KABARBURSA.COM – Presiden AS Joe Biden pada akhirnya mengalah dan mengumumkan pengunduran dirinya sebagai kandidat calon presiden petahana dari Partai Demokrat. Pengumuman dilakukan pada Minggu, 21 Juli 2024, waktu setempat. Keputusan tersebut didasarkan oleh beberapa hal, baik internal maupun eksternal.
Dalam unggahan di akun mendsos X miliknya, Biden menyampaikan bahwa pengunduran dirinya adalah demi kepentingan terbaik partai dan negara. Saat ini, ia akan lebih fokus memenuhi tugas sebagai Presiden di sisa masa jabatannya.

_Tugas Singkat 1_
Jawablah pertanyaan berikut berdasarkan teks berita tentang pengunduran diri Joe Biden.
(a) Pada hari dan tanggal berapa pengumuman itu dilakukan?
(b) Dari partai mana Biden mundur sebagai kandidat calon presiden petahana?
(c) Menurut Biden, pengunduran dirinya demi kepentingan terbaik siapa?
_Tugas Singkat 2_
Tuliskan kembali persis bagian teks berita tentang pengunduran diri Joe Biden yang dibuka dengan kata-kata yang memuat "KABARBURSA.COM – Presiden" dan ditutup dengan "sisa masa jabatannya.".

_Data Tercatat_
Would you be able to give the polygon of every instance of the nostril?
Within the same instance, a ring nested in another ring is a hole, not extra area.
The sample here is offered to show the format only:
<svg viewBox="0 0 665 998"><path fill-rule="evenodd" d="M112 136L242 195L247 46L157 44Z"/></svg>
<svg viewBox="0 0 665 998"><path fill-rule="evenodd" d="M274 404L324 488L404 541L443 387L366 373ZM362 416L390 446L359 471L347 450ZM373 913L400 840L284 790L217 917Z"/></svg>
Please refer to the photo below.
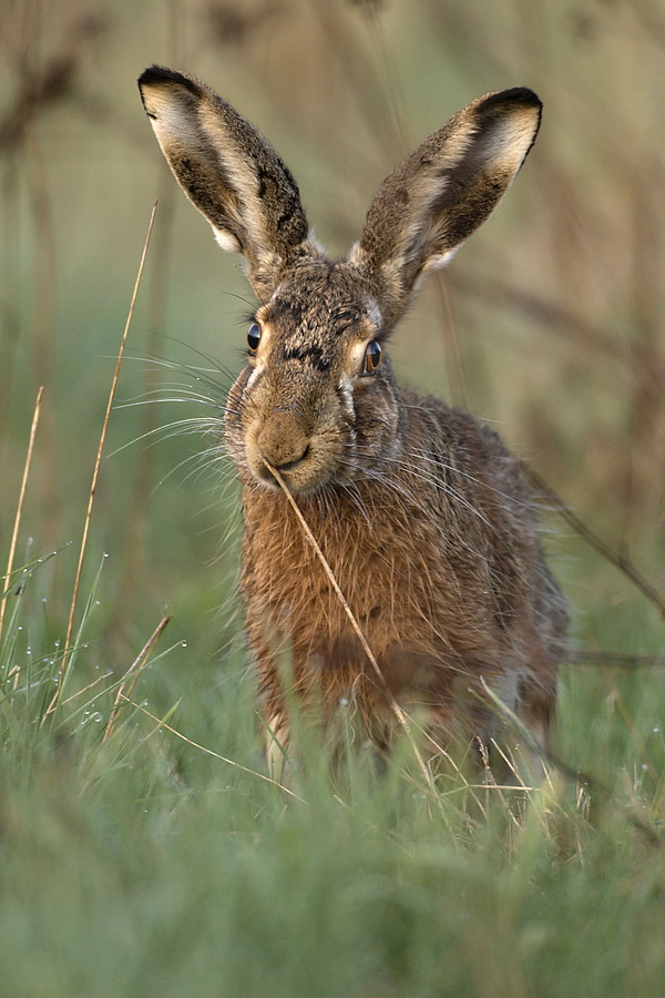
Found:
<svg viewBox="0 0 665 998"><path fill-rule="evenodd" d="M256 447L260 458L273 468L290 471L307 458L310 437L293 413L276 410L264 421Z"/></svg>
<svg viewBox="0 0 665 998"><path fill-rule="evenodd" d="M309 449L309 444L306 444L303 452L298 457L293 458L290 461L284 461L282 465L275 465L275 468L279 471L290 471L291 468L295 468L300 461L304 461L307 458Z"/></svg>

_Jawaban Akhir 1_
(a) Minggu, 21 Juli 2024
(b) Partai Demokrat
(c) Partai dan negara

_Jawaban Akhir 2_
KABARBURSA.COM – Presiden AS Joe Biden pada akhirnya mengalah dan mengumumkan pengunduran dirinya sebagai kandidat calon presiden petahana dari Partai Demokrat. Pengumuman dilakukan pada Minggu, 21 Juli 2024, waktu setempat. Keputusan tersebut didasarkan oleh beberapa hal, baik internal maupun eksternal.
Dalam unggahan di akun mendsos X miliknya, Biden menyampaikan bahwa pengunduran dirinya adalah demi kepentingan terbaik partai dan negara. Saat ini, ia akan lebih fokus memenuhi tugas sebagai Presiden di sisa masa jabatannya.